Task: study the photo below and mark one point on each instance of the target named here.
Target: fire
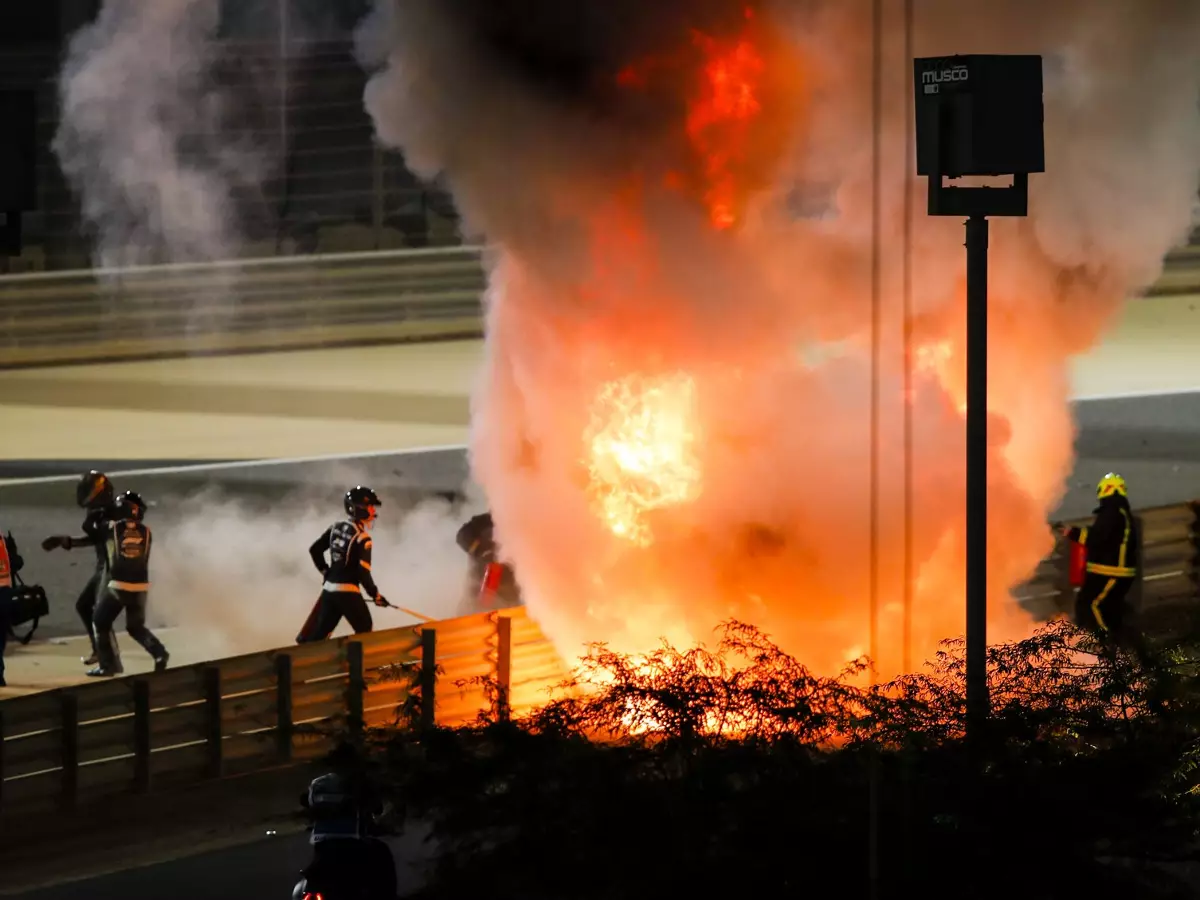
(937, 360)
(641, 451)
(719, 120)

▸ TASK
Only the text of the entries above, transcribed exactly, should be given; leave out pictures.

▸ ANSWER TO THE PROBLEM
Task: study the photo below and mark one point on each instance of the target named here.
Target: fire
(937, 360)
(641, 451)
(719, 120)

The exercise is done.